Stated problem:
Pull out each line in the records below that contains the word "standing".

┄┄┄┄┄┄┄┄┄┄

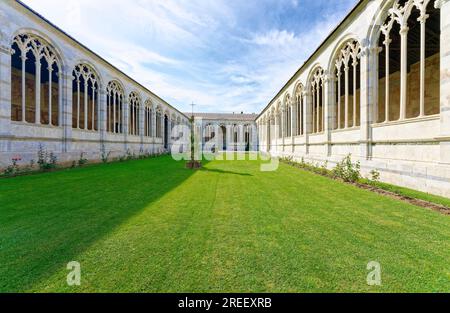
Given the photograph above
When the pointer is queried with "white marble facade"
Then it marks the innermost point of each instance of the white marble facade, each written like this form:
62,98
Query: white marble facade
401,124
377,88
92,107
227,132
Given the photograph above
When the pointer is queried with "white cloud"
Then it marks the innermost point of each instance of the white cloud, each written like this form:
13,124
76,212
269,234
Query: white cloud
191,50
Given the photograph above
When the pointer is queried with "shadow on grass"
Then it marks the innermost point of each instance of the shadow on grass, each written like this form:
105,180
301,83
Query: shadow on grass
47,220
225,172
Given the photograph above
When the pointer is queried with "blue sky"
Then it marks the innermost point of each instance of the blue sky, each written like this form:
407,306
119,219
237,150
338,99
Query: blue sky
224,55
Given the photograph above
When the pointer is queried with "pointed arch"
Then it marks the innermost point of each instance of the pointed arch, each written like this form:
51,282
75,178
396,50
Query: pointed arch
316,84
115,102
134,106
36,87
85,100
347,71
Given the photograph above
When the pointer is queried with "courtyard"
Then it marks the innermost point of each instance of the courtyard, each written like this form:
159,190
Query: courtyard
153,226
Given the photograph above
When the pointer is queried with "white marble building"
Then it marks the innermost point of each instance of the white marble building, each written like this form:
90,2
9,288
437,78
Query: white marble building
379,88
91,107
227,132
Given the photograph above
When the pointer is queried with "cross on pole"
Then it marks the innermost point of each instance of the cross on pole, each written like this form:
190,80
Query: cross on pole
192,105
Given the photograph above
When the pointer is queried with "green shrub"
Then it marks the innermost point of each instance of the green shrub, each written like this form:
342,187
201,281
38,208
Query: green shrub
105,156
46,161
348,171
82,161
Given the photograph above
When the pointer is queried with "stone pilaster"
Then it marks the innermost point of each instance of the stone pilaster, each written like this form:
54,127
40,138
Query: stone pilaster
444,6
141,131
102,107
66,110
368,98
126,122
5,97
254,140
293,124
329,105
307,118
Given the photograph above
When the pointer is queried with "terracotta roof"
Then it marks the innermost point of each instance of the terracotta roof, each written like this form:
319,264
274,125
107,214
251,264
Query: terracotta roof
225,116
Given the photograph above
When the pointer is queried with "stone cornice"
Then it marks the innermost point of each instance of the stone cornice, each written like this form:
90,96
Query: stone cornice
439,3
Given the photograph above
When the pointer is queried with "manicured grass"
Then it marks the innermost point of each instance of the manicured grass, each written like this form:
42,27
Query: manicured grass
153,226
414,194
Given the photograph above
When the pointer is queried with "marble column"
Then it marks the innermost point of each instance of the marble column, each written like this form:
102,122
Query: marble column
5,96
66,110
444,6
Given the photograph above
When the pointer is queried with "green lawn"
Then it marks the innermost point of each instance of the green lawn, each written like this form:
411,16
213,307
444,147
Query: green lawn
153,226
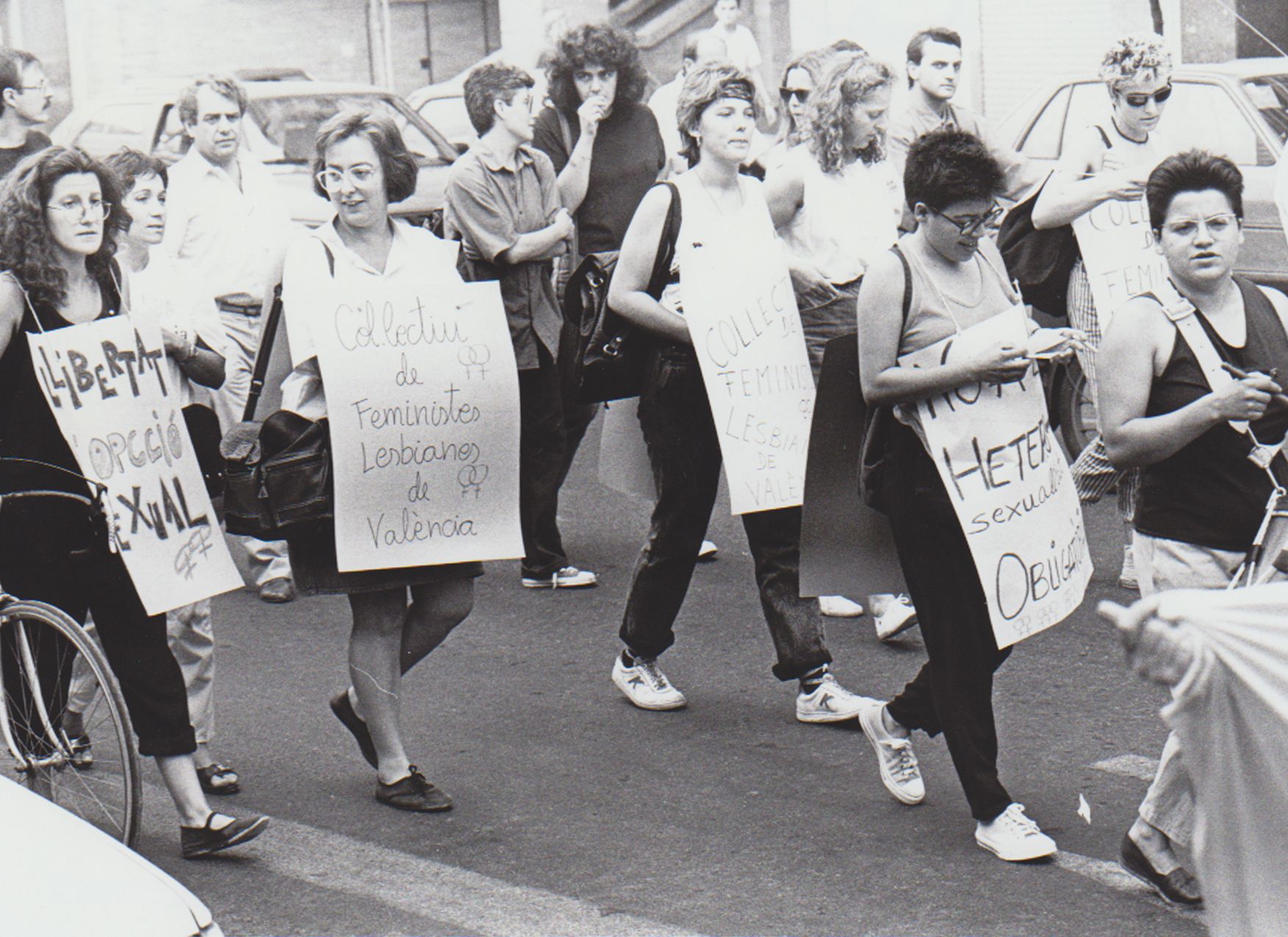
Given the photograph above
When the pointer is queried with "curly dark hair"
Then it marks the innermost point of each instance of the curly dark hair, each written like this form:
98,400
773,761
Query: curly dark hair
26,245
594,44
397,164
947,167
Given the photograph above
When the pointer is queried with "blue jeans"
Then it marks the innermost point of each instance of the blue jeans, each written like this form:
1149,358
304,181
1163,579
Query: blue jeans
686,458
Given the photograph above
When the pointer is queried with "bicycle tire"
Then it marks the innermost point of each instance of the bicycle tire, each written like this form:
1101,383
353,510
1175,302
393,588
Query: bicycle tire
106,791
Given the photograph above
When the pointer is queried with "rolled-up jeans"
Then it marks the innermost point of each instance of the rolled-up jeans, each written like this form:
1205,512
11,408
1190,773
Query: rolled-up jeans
684,453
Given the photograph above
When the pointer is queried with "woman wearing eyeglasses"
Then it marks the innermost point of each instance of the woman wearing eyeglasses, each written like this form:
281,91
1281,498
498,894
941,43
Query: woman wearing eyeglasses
938,281
57,239
1109,162
362,165
1165,412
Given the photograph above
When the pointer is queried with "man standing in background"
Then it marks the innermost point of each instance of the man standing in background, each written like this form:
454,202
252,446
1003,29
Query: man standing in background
229,229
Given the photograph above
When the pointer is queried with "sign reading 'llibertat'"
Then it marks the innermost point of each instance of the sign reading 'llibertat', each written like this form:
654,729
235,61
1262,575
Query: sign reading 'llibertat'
1010,487
422,400
746,331
1118,253
119,410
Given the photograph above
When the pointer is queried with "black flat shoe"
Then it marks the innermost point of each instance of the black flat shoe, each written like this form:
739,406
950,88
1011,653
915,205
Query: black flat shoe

┄┄┄┄┄┄┄┄┄┄

Exercise output:
When the pointer is queried with "man standing in background"
Then it marks the innermost point of each instance of the man standing in background, each written like this form:
Query: man standing in background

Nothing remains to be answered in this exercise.